### Task instructions
A. Decide whether each statement agrees with the donor interview passage: (i) the interview sessions took place over roughly nine weeks in 2012, (ii) the interview text was divided into more than 800 excerpts, and (iii) the participant described was moved to tears. Answer yes or no for each, and quote the words from the passage that decide it.
B. Continue the donor interview passage from its last sentence.

═════ Article ═════

200,000 words from 10 interviews that consumed over 40 hours of direct interview

sessions. These sessions occurred over a span of roughly 9 weeks in 2012. This large

amount of text was separated into nearly 300 distinct excerpts and tagged with over

800 unique code descriptions.

These interviews achieved the depth necessary to create the coding labels that

allow the reader to better understand their philanthropic experience. An example of

this depth, along with the personal emotions exhibited during the interviews, is

evident in the exchange with one participant. This person is an emotionally stable,

bright, driven and disciplined businessperson. Even with this tough business exterior,

the donor was moved to tears by his retelling of his own personal philanthropic

beginnings. The following excerpt reveals the raw feeling involved.

═════ Provided records ═════

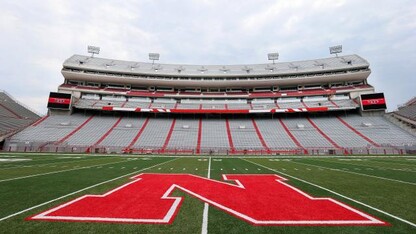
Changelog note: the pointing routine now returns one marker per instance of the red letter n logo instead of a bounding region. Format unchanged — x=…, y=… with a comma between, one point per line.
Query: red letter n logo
x=257, y=199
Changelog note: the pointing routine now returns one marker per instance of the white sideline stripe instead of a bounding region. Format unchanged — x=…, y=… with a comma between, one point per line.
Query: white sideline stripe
x=351, y=172
x=206, y=206
x=333, y=192
x=78, y=191
x=56, y=172
x=44, y=164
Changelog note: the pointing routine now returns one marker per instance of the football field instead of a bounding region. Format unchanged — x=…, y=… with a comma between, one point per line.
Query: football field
x=61, y=193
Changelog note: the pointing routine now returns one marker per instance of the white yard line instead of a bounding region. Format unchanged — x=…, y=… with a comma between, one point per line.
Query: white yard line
x=356, y=173
x=205, y=213
x=56, y=172
x=78, y=191
x=338, y=194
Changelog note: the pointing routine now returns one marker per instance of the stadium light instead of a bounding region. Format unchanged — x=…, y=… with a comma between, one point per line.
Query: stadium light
x=153, y=57
x=93, y=50
x=273, y=56
x=335, y=49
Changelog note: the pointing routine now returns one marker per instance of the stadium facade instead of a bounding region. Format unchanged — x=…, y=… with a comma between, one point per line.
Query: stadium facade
x=320, y=106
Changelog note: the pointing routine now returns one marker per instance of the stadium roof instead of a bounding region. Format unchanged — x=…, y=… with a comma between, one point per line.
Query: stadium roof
x=144, y=68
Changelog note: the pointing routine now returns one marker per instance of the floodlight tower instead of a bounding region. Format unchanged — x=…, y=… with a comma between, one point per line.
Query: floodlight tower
x=335, y=50
x=93, y=50
x=273, y=56
x=153, y=57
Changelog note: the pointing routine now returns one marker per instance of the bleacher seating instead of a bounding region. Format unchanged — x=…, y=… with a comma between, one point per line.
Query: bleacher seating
x=13, y=115
x=212, y=134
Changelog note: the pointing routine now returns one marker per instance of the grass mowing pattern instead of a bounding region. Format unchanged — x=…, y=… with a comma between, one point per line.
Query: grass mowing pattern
x=75, y=172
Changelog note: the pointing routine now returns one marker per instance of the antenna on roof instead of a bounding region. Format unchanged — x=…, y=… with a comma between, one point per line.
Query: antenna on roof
x=335, y=50
x=93, y=50
x=273, y=56
x=153, y=57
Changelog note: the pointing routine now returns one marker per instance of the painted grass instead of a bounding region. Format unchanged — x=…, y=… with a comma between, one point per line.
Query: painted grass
x=332, y=173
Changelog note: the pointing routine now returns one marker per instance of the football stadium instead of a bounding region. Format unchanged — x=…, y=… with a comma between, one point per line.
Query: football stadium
x=148, y=147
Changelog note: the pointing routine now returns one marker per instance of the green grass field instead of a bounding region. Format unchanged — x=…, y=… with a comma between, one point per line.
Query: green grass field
x=383, y=187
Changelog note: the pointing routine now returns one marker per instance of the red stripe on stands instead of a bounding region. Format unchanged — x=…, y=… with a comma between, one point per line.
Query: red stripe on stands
x=95, y=103
x=124, y=104
x=59, y=100
x=230, y=138
x=138, y=134
x=40, y=120
x=357, y=132
x=259, y=135
x=107, y=133
x=277, y=105
x=323, y=134
x=198, y=144
x=333, y=103
x=168, y=136
x=292, y=136
x=374, y=101
x=209, y=111
x=316, y=109
x=107, y=108
x=75, y=130
x=11, y=111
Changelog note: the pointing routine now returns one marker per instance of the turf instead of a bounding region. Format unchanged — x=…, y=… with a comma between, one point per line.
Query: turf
x=47, y=180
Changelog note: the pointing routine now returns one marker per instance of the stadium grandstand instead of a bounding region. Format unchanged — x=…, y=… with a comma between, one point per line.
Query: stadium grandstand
x=406, y=115
x=320, y=106
x=14, y=116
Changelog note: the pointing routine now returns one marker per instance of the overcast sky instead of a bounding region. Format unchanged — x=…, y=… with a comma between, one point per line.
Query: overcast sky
x=37, y=36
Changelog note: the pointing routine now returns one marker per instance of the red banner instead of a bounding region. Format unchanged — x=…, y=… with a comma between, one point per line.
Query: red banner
x=375, y=101
x=59, y=100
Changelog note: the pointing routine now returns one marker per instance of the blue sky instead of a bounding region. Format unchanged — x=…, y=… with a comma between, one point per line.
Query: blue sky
x=37, y=36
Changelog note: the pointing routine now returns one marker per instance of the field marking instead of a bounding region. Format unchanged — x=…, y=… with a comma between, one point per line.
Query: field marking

═════

### Task-by-task outputs
A.
(i) Yes: "These sessions occurred over a span of roughly 9 weeks in 2012."
(ii) No: "separated into nearly 300 distinct excerpts"
(iii) Yes: "the donor was moved to tears by his retelling of his own personal philanthropic beginnings."

B.
"Wow, I have not really thought about that in a while. We were not wealthy people. A family of 8 from <poor section of city>. But my dad, who I eventually went to work for in real estate, was firm about stuff like that. So in the parish he would give an envelope, and so would each of the kids. I was one of eight, the oldest boy. We all had our own envelopes and gave like we saw my dad doing. Didn't really think about it at the time, because it was something everybody seemed to be doing. But I do recall that as my first time giving something. It was small, but I do recall the whole Church giving back then. You know, that was how it was back in the 30's and 40's. It was small giving for all kinds of stuff. Nobody really had any money. Can you imagine raising eight kids? Nobody had anything, but you always gave at the Church. Nobody seemed to think about it, you just did. I am really sorry for getting so emotional, but, gosh, I have not thought about Dad or any of this for such a long time."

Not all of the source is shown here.